• Problem statement: Return the lines from the one that contains "Outline yellow jacket." through the one that contains "xmin=266 ymin=418 xmax=836 ymax=562", both included, copied verbatim.

• Data to use:
- - - - - - -
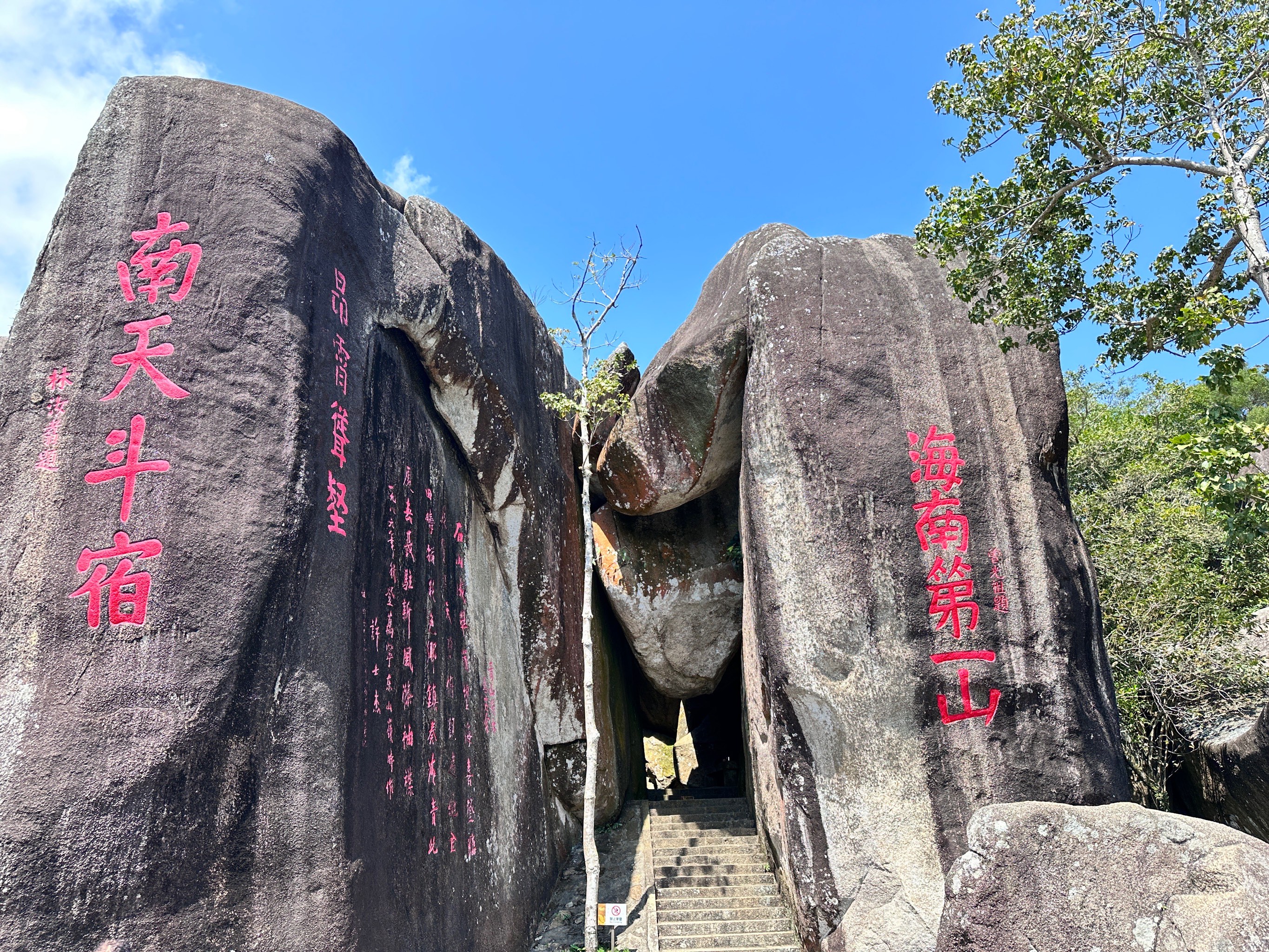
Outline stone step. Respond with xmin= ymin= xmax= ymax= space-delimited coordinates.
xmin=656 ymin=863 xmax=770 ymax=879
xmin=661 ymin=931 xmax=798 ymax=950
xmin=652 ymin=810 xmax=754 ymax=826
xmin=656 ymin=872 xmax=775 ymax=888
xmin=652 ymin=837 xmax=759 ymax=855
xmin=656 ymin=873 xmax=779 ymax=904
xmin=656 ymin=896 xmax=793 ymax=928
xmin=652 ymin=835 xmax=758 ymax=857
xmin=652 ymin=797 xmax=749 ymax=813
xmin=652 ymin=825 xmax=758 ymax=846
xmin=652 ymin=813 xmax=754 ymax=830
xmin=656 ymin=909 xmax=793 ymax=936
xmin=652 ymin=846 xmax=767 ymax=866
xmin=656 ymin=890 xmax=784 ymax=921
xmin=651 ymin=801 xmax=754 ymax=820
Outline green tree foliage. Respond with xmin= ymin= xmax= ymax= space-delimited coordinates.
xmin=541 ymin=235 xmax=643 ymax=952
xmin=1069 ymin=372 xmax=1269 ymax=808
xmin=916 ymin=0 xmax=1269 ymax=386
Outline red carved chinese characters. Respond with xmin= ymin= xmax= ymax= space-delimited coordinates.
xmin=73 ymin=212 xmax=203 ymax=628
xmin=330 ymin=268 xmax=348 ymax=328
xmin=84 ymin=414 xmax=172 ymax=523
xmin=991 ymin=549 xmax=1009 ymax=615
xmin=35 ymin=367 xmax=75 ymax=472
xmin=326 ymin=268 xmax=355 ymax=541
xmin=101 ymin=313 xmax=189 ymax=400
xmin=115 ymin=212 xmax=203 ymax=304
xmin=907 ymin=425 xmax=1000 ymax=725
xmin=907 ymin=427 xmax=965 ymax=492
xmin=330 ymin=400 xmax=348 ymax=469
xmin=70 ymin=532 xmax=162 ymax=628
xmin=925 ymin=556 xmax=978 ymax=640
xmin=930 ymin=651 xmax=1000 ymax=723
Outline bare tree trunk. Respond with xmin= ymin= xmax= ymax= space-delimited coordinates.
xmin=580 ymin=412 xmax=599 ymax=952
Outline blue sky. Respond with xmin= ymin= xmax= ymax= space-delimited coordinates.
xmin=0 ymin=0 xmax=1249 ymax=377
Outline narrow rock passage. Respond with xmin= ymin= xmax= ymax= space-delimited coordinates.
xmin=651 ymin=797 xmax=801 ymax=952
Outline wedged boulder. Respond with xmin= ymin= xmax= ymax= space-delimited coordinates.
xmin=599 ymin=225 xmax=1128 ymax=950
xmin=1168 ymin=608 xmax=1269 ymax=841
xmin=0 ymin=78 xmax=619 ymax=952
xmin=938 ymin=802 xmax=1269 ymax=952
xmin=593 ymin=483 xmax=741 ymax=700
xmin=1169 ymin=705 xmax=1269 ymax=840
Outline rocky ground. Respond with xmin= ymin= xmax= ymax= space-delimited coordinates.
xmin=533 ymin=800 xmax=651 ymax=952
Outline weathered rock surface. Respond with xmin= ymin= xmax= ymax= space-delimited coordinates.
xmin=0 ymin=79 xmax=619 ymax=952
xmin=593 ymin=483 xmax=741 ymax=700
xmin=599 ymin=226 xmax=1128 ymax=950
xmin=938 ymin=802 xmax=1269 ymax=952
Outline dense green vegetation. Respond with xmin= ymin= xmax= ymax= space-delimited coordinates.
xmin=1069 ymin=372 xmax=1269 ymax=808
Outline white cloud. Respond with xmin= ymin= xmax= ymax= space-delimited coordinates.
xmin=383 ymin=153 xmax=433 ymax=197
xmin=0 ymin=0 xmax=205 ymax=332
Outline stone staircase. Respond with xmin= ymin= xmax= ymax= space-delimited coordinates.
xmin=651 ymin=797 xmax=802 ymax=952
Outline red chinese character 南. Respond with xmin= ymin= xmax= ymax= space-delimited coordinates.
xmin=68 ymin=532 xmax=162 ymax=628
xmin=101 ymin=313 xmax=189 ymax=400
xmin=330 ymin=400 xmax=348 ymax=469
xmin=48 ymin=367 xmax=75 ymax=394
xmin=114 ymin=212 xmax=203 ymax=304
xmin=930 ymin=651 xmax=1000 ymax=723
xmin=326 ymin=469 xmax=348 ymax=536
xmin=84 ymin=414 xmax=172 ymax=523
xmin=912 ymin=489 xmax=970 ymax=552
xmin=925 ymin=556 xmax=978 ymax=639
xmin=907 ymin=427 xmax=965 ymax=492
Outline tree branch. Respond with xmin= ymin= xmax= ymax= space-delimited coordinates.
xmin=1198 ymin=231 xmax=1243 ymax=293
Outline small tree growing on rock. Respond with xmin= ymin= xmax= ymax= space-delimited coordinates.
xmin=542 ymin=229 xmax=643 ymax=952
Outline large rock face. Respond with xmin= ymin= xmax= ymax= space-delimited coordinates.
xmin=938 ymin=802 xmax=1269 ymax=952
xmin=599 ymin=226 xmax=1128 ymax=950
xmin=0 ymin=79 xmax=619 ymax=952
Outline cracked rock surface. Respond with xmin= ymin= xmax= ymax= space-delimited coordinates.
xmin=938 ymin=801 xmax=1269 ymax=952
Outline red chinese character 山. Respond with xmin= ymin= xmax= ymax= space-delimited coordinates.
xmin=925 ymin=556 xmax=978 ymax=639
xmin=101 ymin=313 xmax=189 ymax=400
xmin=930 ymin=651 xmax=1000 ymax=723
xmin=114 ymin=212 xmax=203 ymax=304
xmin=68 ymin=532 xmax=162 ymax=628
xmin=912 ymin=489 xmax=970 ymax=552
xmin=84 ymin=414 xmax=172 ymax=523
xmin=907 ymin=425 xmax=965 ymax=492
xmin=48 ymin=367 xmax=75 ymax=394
- - - - - - -
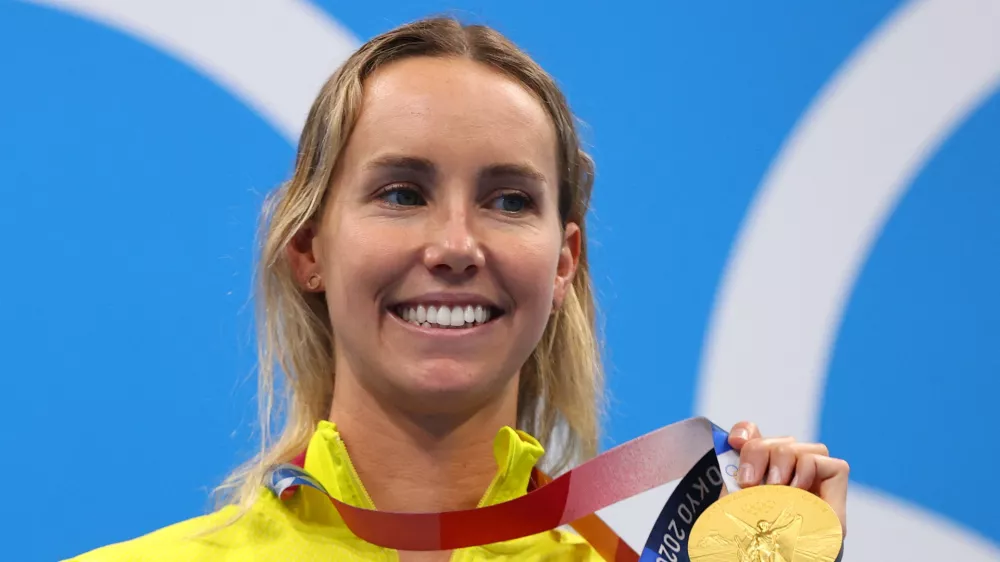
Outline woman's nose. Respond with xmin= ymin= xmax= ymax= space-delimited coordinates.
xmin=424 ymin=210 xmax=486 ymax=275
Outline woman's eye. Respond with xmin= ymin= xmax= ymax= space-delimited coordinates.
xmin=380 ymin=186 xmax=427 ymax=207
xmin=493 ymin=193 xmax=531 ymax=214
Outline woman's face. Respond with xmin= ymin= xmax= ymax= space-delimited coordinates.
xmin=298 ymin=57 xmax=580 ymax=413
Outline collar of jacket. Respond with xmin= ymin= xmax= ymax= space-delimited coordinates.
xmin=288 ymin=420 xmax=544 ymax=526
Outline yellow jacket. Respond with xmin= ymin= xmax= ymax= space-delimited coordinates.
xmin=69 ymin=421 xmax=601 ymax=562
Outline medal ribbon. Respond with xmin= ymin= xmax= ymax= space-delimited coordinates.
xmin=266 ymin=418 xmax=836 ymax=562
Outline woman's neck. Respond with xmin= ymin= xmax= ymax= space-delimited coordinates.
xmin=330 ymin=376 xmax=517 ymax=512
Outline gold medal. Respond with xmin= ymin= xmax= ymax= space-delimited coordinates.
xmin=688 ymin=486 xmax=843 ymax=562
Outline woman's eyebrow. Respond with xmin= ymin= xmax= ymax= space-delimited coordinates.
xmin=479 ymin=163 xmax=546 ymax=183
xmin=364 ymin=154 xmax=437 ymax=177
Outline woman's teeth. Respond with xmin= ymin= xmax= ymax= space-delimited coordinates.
- - - - - - -
• Problem solution:
Outline yellow jacket. Respond with xmin= ymin= xmax= ymax= space-delimited coordinates.
xmin=69 ymin=421 xmax=601 ymax=562
Outline medal ribbon. Respond with xmin= ymin= xmax= ymax= space-delimited coordinates.
xmin=266 ymin=418 xmax=836 ymax=562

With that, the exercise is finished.